TASK REQUIREMENTS: Write out the lines below word for word.

SOURCE RECORDS:
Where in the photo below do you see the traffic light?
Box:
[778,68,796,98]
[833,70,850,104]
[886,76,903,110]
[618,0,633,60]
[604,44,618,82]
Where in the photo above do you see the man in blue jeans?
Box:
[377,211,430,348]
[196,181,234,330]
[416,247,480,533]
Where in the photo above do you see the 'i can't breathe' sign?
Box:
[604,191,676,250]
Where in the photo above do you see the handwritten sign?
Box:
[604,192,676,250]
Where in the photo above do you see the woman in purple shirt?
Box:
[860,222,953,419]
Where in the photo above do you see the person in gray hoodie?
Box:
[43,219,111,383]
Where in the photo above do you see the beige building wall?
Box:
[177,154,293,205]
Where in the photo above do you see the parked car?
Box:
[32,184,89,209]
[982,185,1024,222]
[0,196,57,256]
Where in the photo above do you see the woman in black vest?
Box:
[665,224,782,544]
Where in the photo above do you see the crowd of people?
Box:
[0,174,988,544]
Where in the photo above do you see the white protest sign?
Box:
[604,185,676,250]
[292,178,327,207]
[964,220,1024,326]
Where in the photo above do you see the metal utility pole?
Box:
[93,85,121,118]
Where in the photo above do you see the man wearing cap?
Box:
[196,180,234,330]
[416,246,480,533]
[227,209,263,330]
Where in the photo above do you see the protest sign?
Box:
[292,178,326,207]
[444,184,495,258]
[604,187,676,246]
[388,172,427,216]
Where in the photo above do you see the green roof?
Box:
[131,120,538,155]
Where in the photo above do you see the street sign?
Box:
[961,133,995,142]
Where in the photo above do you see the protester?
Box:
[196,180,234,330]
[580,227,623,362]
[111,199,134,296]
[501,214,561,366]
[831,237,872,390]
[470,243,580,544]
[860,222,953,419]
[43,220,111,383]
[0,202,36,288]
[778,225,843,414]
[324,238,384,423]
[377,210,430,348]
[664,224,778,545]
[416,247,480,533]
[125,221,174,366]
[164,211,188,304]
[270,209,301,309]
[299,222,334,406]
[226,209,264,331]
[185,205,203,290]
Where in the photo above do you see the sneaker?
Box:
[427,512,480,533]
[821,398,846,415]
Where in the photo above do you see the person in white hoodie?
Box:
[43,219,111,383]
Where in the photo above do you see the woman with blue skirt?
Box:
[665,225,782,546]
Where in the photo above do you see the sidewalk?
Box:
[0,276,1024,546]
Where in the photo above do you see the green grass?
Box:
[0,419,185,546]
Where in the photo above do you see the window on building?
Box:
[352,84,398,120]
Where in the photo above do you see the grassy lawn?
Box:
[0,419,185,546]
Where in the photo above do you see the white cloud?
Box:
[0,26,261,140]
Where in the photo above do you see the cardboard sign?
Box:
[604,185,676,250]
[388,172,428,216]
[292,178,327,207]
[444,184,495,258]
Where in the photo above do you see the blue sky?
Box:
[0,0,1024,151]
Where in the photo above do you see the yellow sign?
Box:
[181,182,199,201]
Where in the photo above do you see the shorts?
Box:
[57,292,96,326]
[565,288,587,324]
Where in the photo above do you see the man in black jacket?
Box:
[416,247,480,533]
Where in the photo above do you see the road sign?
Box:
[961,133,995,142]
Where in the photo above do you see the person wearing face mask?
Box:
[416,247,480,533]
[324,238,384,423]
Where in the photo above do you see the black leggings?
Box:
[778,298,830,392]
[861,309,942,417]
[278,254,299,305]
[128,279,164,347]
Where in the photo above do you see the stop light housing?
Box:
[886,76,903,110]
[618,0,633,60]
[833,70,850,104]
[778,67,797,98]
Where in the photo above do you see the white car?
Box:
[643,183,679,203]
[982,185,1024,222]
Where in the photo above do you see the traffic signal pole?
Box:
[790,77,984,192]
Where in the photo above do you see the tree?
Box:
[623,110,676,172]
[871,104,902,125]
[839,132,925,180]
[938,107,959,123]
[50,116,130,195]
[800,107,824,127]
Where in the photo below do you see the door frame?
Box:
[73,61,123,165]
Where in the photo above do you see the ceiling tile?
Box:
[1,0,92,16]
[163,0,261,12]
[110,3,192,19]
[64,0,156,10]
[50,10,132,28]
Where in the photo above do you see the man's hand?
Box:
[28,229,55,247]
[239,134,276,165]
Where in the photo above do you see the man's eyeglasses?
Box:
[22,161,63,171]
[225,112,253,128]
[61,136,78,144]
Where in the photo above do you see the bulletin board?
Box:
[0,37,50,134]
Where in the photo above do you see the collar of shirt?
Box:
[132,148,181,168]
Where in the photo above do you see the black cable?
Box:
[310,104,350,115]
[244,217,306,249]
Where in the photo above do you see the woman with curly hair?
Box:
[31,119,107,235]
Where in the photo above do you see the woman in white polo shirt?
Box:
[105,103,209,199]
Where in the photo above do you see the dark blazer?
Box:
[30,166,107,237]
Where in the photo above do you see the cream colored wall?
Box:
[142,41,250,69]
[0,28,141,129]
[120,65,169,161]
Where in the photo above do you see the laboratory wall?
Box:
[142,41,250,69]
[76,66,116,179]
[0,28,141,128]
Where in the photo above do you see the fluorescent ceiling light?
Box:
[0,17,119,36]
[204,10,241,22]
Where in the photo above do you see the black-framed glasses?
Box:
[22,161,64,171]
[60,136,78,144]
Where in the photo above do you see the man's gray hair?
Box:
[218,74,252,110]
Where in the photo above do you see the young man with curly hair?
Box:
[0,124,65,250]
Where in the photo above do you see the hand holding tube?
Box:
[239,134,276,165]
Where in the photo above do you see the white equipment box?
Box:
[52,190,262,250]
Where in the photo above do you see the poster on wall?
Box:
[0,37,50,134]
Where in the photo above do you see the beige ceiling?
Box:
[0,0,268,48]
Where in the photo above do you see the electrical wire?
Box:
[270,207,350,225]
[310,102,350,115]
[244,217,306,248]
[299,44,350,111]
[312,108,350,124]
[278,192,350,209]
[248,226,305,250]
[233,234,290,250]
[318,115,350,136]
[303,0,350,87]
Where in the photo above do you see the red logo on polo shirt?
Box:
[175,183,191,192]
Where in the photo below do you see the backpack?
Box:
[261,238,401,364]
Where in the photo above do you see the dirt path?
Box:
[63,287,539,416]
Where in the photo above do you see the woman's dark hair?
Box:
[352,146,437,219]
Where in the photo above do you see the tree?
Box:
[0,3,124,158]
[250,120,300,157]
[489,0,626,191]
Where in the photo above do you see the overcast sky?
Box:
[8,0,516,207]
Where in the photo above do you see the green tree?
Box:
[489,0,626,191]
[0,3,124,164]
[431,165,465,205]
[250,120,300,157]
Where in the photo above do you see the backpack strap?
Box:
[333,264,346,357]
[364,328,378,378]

OUTPUT FOR THIS EXERCISE:
Where in the photo below do you see the traffic light?
Box:
[778,68,796,98]
[833,70,850,104]
[886,76,903,110]
[618,0,633,60]
[604,44,618,82]
Where in the photo above do you see the man in blue jeans?
Box:
[377,211,430,348]
[196,181,234,330]
[416,247,480,533]
Where in the photo above do you see the 'i can't breathe' sign?
Box:
[604,191,676,250]
Where in the photo above do you see the handwritten sign?
Box:
[604,192,676,250]
Where in the photo above do you see the woman in purple shirt?
Box:
[860,222,953,419]
Where in the photo above do you see the person in gray hoodie?
Box:
[43,219,111,383]
Where in the photo above do you see the beige building wall?
Box:
[177,154,293,205]
Where in the photo above do you see the parked car?
Box:
[32,184,89,209]
[982,185,1024,222]
[0,196,57,256]
Where in the photo above do you see the woman in black vest?
Box:
[665,224,782,544]
Where in the photo above do you see the crowd of people?
Box:
[0,174,988,544]
Where in the photo above do you see the white protest sign?
Box:
[604,185,676,250]
[292,178,327,207]
[964,220,1024,326]
Where in the photo above do you see the metal utility pole?
Box:
[93,85,121,118]
Where in the photo above do you see the man wearing cap?
Box:
[196,180,234,330]
[416,246,480,533]
[227,209,263,330]
Where in the photo above do you see the protest sign?
Box:
[292,178,326,207]
[444,184,495,258]
[604,187,676,246]
[388,172,427,216]
Where in the photo above do you see the green roof?
Box:
[131,120,538,155]
Where in the photo above do you see the street sign?
Box:
[961,133,995,142]
Where in the photo above do you see the protester?
Box:
[196,180,234,330]
[580,227,623,362]
[111,199,134,296]
[501,214,561,366]
[831,237,872,390]
[470,243,580,544]
[860,222,953,419]
[43,220,111,383]
[0,202,36,288]
[778,225,843,414]
[324,238,384,423]
[377,210,430,348]
[664,224,778,545]
[416,247,480,533]
[125,221,174,366]
[164,211,188,304]
[270,209,301,309]
[299,222,334,406]
[226,209,264,331]
[185,205,203,290]
Where in the photo above do you see the sneaker?
Box:
[427,512,480,533]
[821,398,846,415]
Where in the photo above do you see the person in white hoodie?
Box:
[43,219,111,383]
Where in the photo above do you see the woman with blue skirt?
Box:
[665,225,782,546]
Where in the photo above do you see the sidewalk?
Box:
[0,276,1024,546]
Where in the photo above do you see the green grass?
Box:
[0,419,185,546]
Where in the photo above do you see the window on building?
Box:
[352,84,398,120]
Where in the photo above do you see the grassy lawn?
Box:
[0,419,185,546]
Where in the photo above do you see the white cloud?
Box:
[0,26,261,140]
Where in the photo above do you see the cardboard sign?
Box:
[604,185,676,250]
[388,172,428,216]
[292,178,327,207]
[444,184,495,258]
Where in the photo above do you see the blue sky?
Box:
[0,0,1024,151]
Where in the photo above do you see the yellow sign?
Box:
[181,182,199,201]
Where in the photo above do you see the shorts?
Box:
[57,292,96,326]
[565,288,587,324]
Where in the photo above do you see the man in black jacket?
Box:
[416,247,480,533]
Where in the photo above do you see the road sign?
Box:
[961,133,995,142]
Where in the photo above do you see the person wearing face mask?
Box:
[416,247,480,533]
[324,238,384,423]
Where in the photo above do you see the black leggings?
Box:
[778,298,830,392]
[861,309,942,417]
[278,254,299,305]
[128,279,164,347]
Where in the photo above do you see the stop light housing?
Box:
[886,76,903,110]
[618,0,633,60]
[833,70,850,104]
[778,67,797,98]
Where in the photo above do you see the white car?
Box:
[643,183,679,203]
[982,185,1024,222]
Where in the photo above do you see the traffic signal pole?
Box:
[790,77,984,192]
Where in the photo above do you see the tree?
Box:
[623,110,676,172]
[871,104,902,125]
[839,132,925,180]
[938,107,959,123]
[50,116,130,195]
[800,107,824,127]
Where in the photo below do you see the door frame?
Box:
[73,61,123,165]
Where in the photo above do you see the ceiling tile?
Box:
[1,0,92,16]
[163,0,261,12]
[110,3,192,19]
[64,0,156,10]
[50,10,132,28]
Where in the photo above do you see the man's hand?
Box:
[28,229,55,247]
[239,134,276,165]
Where in the photo above do you see the man's eyeglasses?
Box:
[22,161,63,171]
[225,112,253,128]
[61,136,78,144]
Where in the photo above do you see the bulletin board?
Box:
[0,37,50,134]
Where in the photo above do you see the collar of shirt?
Box:
[132,148,181,168]
Where in the photo above do you see the black cable?
Box:
[310,104,350,115]
[244,217,306,249]
Where in the photo above do you see the woman with curly hair?
Box:
[31,119,107,235]
Where in the photo above do you see the woman in white polo shirt?
Box:
[105,103,209,199]
Where in the photo above do you see the dark blazer?
Box:
[30,166,107,237]
Where in the photo above do you see the cream colored wall?
Box:
[142,41,250,69]
[0,28,141,129]
[120,65,169,161]
Where in the photo above do you see the laboratory wall?
Box:
[142,41,250,69]
[76,66,116,179]
[0,28,141,128]
Where in the photo above do you see the fluorescent ceiling light?
Box:
[0,17,119,36]
[204,10,241,22]
Where in the photo above do you see the black-framed glasses?
Box:
[22,161,64,171]
[60,136,78,144]
Where in the photo above do you see the man's gray hair?
Box:
[218,74,252,110]
Where in the photo above do you see the young man with curly hair?
Box:
[0,124,65,250]
Where in the photo above do you see the hand holding tube?
Box:
[239,134,276,165]
Where in the photo above do you see the white equipment box?
Box:
[52,190,262,250]
Where in the photo above do you see the poster on wall?
Box:
[0,37,50,134]
Where in the photo above do you see the beige ceiling?
Box:
[0,0,268,48]
Where in the photo above do you see the electrical wire?
Box:
[270,207,350,225]
[310,102,350,115]
[244,217,306,248]
[299,44,350,111]
[312,108,350,124]
[278,192,350,209]
[248,226,305,250]
[233,234,290,250]
[318,115,350,136]
[303,0,350,87]
Where in the photo above do you see the red logo on polo shirt?
Box:
[175,183,191,192]
Where in the photo below do you see the backpack?
Box:
[261,238,401,364]
Where in the photo above do you see the dirt path?
Box:
[63,287,539,416]
Where in the photo above do you see the woman's dark hair?
Box:
[352,146,437,219]
Where in the photo above do you see the tree?
Box:
[0,3,124,158]
[250,120,300,157]
[489,0,626,191]
Where in the photo above do you see the overcast sky?
Box:
[8,0,516,207]
Where in the photo above do you see the green tree?
Box:
[489,0,626,191]
[0,3,124,164]
[431,165,465,205]
[250,120,300,157]
Where in the photo above do you see the backpack strap?
Box:
[333,264,346,357]
[364,328,378,378]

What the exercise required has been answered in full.